*What the exercise asks*
Exactly reproduce the lines that follow.

*Information provided*
· · · ·

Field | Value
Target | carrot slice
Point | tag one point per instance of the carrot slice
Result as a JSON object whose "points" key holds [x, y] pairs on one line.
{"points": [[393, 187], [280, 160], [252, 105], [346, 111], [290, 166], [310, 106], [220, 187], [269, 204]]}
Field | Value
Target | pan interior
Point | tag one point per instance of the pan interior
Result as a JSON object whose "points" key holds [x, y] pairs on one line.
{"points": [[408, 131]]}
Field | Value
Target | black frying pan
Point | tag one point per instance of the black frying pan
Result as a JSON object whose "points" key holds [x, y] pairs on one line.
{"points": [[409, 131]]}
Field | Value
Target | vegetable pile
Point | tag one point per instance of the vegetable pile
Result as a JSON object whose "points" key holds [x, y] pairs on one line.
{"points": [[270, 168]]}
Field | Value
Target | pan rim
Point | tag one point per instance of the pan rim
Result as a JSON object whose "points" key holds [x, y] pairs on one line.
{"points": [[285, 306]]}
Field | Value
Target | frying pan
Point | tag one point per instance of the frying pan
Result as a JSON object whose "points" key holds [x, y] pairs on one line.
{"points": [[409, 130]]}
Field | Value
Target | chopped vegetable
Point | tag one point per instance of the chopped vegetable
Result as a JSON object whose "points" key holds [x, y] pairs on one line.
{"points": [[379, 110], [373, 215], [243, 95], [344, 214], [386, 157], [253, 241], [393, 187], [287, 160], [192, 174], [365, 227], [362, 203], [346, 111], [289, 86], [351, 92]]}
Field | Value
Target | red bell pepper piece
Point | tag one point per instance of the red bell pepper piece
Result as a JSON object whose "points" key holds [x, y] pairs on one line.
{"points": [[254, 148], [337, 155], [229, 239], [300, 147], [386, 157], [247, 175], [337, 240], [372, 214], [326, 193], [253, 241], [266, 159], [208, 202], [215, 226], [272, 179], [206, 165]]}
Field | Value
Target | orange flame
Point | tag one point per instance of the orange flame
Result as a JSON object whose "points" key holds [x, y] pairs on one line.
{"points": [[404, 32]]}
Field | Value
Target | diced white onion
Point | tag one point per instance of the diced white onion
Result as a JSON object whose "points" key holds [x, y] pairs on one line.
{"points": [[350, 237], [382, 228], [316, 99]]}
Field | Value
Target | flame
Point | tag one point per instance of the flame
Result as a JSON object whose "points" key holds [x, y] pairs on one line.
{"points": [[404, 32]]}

· · · ·

*Answer below*
Field | Value
Target | carrot slice
Point | tag one point per instance of the carrot slice
Result as a JSON object whose "points" key holds [x, y] pairs on one line.
{"points": [[393, 187], [280, 160], [252, 105], [346, 111], [290, 166], [310, 106], [220, 187], [269, 204]]}
Field | Value
Target | pan interior
Point | tag one point per instance of the pan interior
Result as a JSON object whose "points" key holds [x, y] pairs on one line.
{"points": [[408, 131]]}
Field | Value
Target | black frying pan
Point | tag one point per instance of the black frying pan
Result as a JSON object whose "points" key holds [x, y] pairs on one line.
{"points": [[409, 131]]}
Field | Value
Target | vegetable pile
Point | tag one point per instance of the vegetable pile
Result as a JSON object whose "points" key holds [x, y] pairs on one line.
{"points": [[270, 168]]}
Field | Value
Target | pan rim
Point | tag one point per instance of the pan rim
Result as a JSON object whose "points" key holds [x, y] pairs on one line.
{"points": [[285, 306]]}
Field | Value
Target | frying pan
Point | tag one point per instance of the frying pan
Result as a JSON object whose "points" key holds [x, y] pairs on one line.
{"points": [[409, 130]]}
Field | Value
Target | chopped vegetable
Point | tag one point per instance of the chopped vegetable
Result as a JSON object whose "points" key holds [x, y] pairs on one line.
{"points": [[379, 110], [373, 215], [243, 95], [344, 214], [386, 157], [253, 241], [393, 187], [287, 160], [192, 174], [365, 227], [362, 203], [346, 111], [289, 86], [351, 92]]}
Field | Value
Target | red bell pepper piece
Point | tag one point per instance of the red bell pepper piece
Result as a JSON object whose "points" key holds [x, y] pairs on one line.
{"points": [[254, 148], [337, 155], [229, 239], [300, 147], [386, 157], [247, 175], [337, 240], [372, 214], [326, 193], [253, 241], [266, 159], [208, 202], [215, 226], [272, 179], [206, 165]]}
Field | Value
Target | orange flame
Point | tag one point per instance of the orange flame
Result as a JSON object whose "points" key holds [x, y] pairs on one line.
{"points": [[404, 32]]}
Field | Value
Target | diced white onion
Point | tag one point per instance of the diced white onion
Result as a JSON object whose "points" key holds [x, y] pairs on one line.
{"points": [[350, 237], [382, 228], [316, 99]]}
Field | Value
Target | flame
Point | tag one point per instance of the flame
Result as a JSON object whose "points" key holds [x, y] pairs on one line.
{"points": [[404, 32]]}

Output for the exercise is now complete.